What the task asks | Go through the material and copy each line in which the word "breakwater" shows up.
*** Dataset entries ***
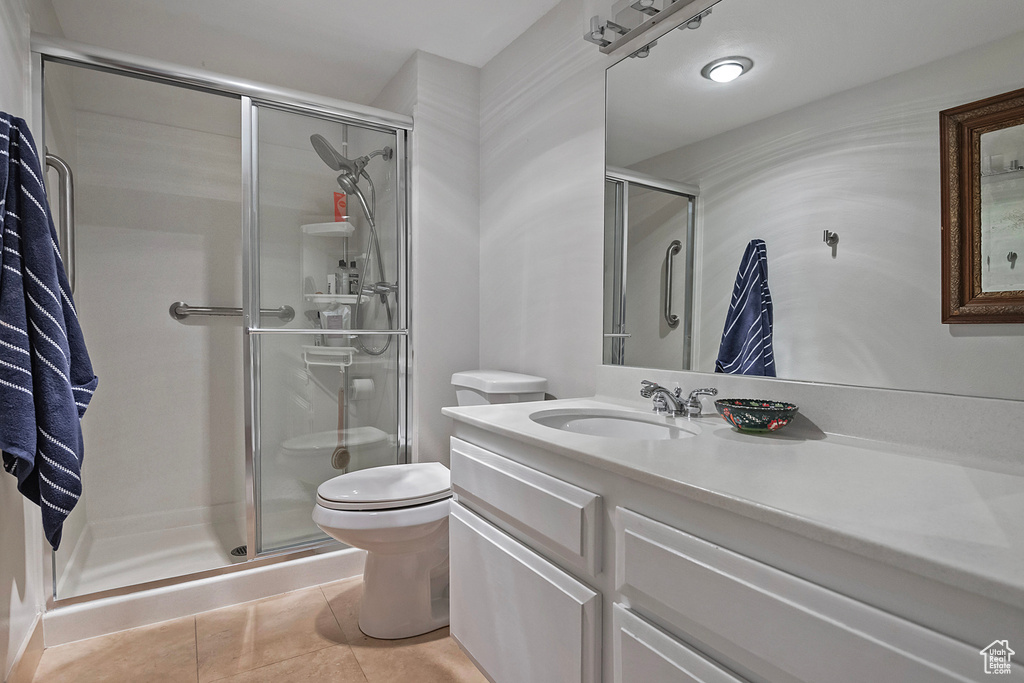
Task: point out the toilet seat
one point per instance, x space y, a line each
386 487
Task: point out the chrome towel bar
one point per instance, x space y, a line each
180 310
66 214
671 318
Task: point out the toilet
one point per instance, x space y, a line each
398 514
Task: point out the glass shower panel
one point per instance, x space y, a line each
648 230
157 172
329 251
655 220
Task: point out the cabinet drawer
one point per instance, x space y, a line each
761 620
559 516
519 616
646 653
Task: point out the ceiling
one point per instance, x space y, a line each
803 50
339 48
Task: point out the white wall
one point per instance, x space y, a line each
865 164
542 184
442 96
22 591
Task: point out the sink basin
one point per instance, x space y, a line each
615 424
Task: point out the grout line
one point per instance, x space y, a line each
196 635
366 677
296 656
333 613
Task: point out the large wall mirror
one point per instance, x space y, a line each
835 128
*** End of Dataset entries ***
*** Dataset entries ***
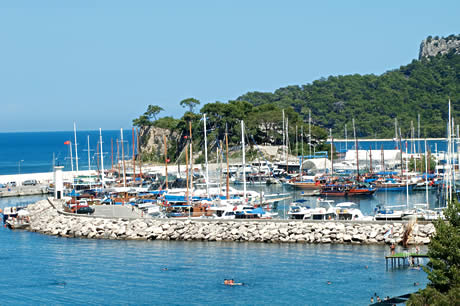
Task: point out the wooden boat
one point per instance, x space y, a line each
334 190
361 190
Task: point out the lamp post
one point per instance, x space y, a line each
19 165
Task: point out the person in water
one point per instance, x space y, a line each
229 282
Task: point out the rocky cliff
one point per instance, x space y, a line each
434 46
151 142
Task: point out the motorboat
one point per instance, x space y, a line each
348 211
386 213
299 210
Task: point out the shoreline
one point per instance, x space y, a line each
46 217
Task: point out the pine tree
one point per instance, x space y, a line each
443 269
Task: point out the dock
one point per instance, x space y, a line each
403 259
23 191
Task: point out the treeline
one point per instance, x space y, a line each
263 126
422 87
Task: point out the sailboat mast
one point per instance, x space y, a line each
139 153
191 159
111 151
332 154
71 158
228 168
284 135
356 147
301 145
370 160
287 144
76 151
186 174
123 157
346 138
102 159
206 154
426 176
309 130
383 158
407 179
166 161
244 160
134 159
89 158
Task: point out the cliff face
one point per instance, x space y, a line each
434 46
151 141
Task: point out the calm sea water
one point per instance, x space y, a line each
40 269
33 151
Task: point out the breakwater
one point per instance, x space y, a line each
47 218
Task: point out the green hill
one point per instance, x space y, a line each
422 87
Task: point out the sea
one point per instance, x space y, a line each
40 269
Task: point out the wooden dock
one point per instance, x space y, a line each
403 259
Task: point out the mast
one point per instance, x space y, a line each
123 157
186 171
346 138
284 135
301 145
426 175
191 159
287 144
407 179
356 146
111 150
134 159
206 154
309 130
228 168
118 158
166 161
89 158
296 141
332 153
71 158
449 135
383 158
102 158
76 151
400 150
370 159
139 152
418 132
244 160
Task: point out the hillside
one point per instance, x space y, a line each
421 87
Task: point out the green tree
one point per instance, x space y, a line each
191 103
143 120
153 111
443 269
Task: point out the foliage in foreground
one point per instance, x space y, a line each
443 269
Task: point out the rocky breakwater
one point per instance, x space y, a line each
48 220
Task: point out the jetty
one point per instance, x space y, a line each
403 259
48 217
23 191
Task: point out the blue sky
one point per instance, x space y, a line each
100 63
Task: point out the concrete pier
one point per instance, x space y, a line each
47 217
*** End of Dataset entries ***
*** Dataset entries ***
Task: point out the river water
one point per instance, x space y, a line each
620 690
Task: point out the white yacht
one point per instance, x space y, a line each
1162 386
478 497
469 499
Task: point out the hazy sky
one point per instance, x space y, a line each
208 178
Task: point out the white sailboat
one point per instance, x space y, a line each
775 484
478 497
*** End of Dataset entries ***
Exercise response |
Task: point out the breakwater
Task: point out the rocky breakwater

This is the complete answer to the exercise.